[課題内容]: 下肢静脈瘤の記事の「下肢静脈瘤とは、脚の皮膚に近」から「て、運動不足もリスクになる。」まで(両端を含む)を、「ふくらはぎ」を「下腿」に置換して書き出してください。

[掲載本文]:
###

血液が脚に滞って起こる下肢静脈瘤。見た目の悪さから皮膚の異常と思われがちだが、実は血管の病気だ。血流不全でむくみなどのつらい症状を伴うことも多いこの病気、コロナ禍の運動不足、水の飲みすぎなどが影響する可能性がわかってきた。専門家に話を聞いた。

下肢静脈瘤の原因と対策、治療法
【第1回】コロナ禍による生活変化が「下肢静脈瘤」のリスクに←今回はココ
【第2回】下肢静脈瘤の治療 レーザーやグルーなど多様に

Check! こんな人は注意!下肢静脈瘤のリスク&前兆
□ 親が下肢静脈瘤
□ 肥満
□ 出産経験がある
□ 立ちっぱなしでいることが多い
□ 脚のむくみ、だるさ、こむら返りがしばしばある
□ ひざの内側にぷくっとした膨らみがある
該当項目が多いほど要注意。重さやいきみなど、脚の静脈への圧が高くなることがリスクに。遺伝的要因も強い。ひざの内側は皮膚が薄く柔らかいため初期の静脈瘤でも見つけやすい。

血管が浮き出る下肢静脈瘤 原因は静脈弁の破損によるうっ血

 下肢静脈瘤とは、脚の皮膚に近い表在静脈で、血液の逆流を防ぐ弁が機能不全になるために血液がたまり(うっ血)、血管がコブ状に浮き出たり、皮膚表面に網目状やくもの巣状に血管が見えたりする疾患だ。むくみやだるさなどの不快な症状を起こすこともある。

逆流を防ぐ弁が壊れて静脈血が心臓に戻らず血管内にたまる
逆流を防ぐ弁が壊れて静脈血が心臓に戻らず血管内にたまる
正常な血管
正常な血管
静脈の中には、血液が心臓に戻るときだけ開く静脈弁があり、逆流を防いでいる。
静脈瘤のある血管
静脈瘤のある血管
弁が機能不全になると、血液が逆流し、たまって静脈が膨れ、皮膚表面に浮き出てくる。

 静脈にある弁は加齢で弱くなるが、加えて、立ちっぱなし、妊娠出産、肥満など、脚にかかる“圧力”が大きければそれだけ脚の静脈血が心臓に戻る際の抵抗が大きくなるため、発症リスクは高まる。また、「動脈血は心臓のポンプ機能で全身に押し出されるが、静脈血はふくらはぎの筋肉がその役割を担う」と、横浜血管クリニックの林忍院長。よって、運動不足もリスクになる。

###

[元データ]:

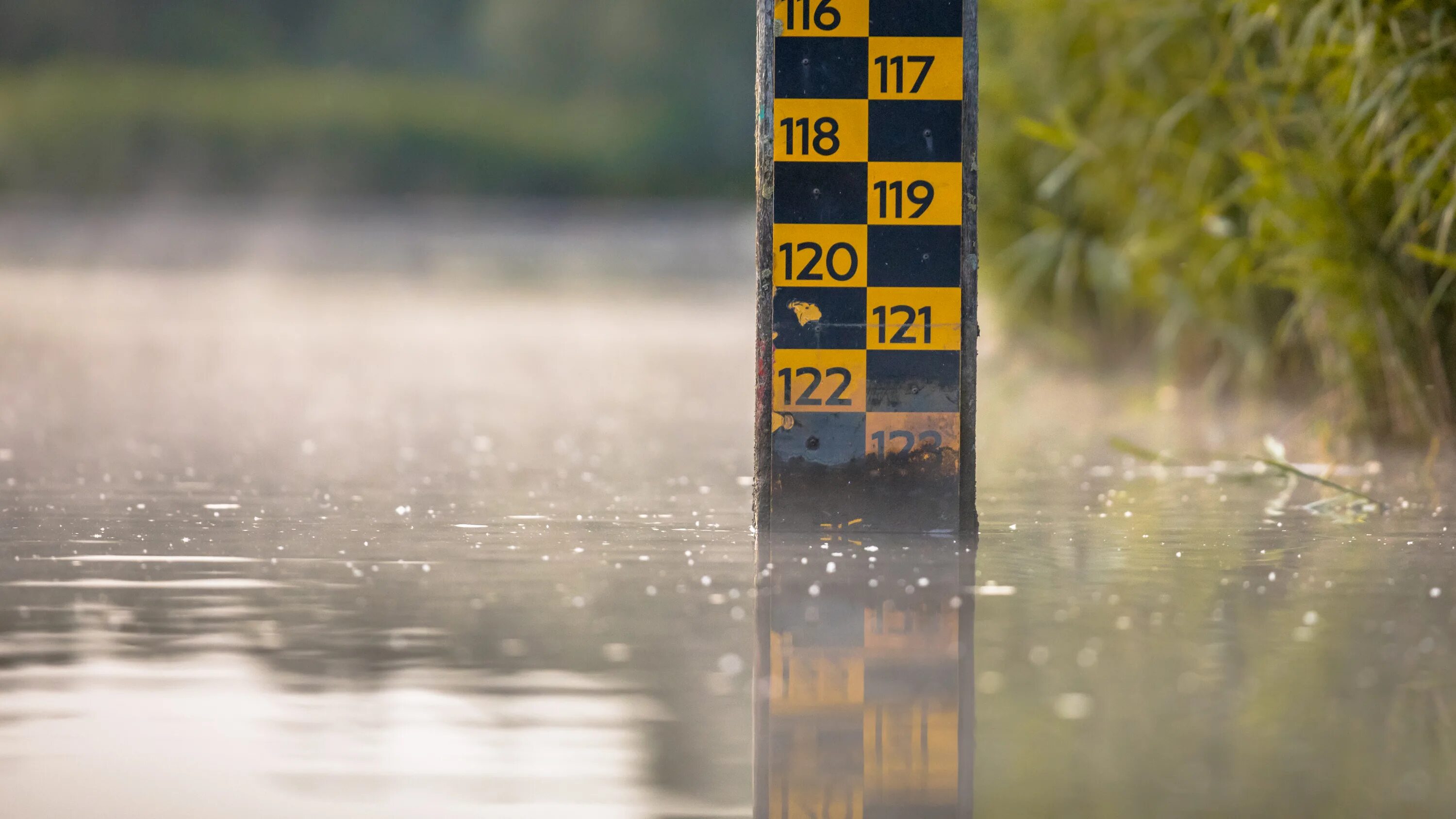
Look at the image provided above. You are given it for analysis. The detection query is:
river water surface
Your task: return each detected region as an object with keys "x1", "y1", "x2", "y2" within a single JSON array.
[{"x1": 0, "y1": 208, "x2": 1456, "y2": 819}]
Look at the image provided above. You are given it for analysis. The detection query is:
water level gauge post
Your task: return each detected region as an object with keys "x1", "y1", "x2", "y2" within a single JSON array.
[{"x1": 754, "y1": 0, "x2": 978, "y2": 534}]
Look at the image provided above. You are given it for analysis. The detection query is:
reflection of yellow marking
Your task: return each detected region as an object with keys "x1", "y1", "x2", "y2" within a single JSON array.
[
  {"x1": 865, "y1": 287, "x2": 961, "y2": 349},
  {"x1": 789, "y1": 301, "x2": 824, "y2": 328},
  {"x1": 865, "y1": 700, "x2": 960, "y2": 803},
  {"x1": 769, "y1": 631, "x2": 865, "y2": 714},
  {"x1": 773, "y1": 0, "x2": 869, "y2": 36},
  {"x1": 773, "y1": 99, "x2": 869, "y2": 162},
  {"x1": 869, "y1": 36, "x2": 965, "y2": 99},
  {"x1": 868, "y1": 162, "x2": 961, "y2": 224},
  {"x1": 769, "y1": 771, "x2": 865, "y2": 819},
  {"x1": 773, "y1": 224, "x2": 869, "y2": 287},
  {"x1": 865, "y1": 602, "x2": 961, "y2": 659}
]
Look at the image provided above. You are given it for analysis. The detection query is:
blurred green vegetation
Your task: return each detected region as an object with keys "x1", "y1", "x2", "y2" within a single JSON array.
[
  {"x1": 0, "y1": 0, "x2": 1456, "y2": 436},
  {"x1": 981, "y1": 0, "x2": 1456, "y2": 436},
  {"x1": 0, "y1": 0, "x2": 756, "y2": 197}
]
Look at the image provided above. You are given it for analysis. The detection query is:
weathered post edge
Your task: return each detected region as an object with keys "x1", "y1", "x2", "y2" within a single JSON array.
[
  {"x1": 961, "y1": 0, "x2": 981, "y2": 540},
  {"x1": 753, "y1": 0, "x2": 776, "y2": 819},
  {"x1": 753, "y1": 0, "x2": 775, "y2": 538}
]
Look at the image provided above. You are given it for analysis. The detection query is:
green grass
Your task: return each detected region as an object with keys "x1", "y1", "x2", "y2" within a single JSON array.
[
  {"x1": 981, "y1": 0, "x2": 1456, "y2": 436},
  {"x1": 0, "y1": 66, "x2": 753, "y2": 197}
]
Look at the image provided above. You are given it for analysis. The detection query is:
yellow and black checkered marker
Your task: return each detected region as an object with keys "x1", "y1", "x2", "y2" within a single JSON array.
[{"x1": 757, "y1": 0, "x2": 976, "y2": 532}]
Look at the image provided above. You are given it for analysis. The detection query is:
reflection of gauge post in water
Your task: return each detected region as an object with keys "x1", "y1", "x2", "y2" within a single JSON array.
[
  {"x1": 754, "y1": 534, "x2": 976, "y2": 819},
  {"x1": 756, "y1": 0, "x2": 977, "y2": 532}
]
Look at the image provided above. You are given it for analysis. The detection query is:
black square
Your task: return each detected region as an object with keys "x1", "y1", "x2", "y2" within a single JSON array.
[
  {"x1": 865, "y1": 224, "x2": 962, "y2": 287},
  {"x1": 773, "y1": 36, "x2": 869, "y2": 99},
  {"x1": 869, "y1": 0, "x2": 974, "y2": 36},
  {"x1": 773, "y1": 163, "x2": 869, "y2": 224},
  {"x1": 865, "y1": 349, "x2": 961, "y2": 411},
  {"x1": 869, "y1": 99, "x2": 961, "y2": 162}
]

###

[解答例]:
下肢静脈瘤とは、脚の皮膚に近い表在静脈で、血液の逆流を防ぐ弁が機能不全になるために血液がたまり(うっ血)、血管がコブ状に浮き出たり、皮膚表面に網目状やくもの巣状に血管が見えたりする疾患だ。むくみやだるさなどの不快な症状を起こすこともある。

逆流を防ぐ弁が壊れて静脈血が心臓に戻らず血管内にたまる
逆流を防ぐ弁が壊れて静脈血が心臓に戻らず血管内にたまる
正常な血管
正常な血管
静脈の中には、血液が心臓に戻るときだけ開く静脈弁があり、逆流を防いでいる。
静脈瘤のある血管
静脈瘤のある血管
弁が機能不全になると、血液が逆流し、たまって静脈が膨れ、皮膚表面に浮き出てくる。

 静脈にある弁は加齢で弱くなるが、加えて、立ちっぱなし、妊娠出産、肥満など、脚にかかる“圧力”が大きければそれだけ脚の静脈血が心臓に戻る際の抵抗が大きくなるため、発症リスクは高まる。また、「動脈血は心臓のポンプ機能で全身に押し出されるが、静脈血は下腿の筋肉がその役割を担う」と、横浜血管クリニックの林忍院長。よって、運動不足もリスクになる。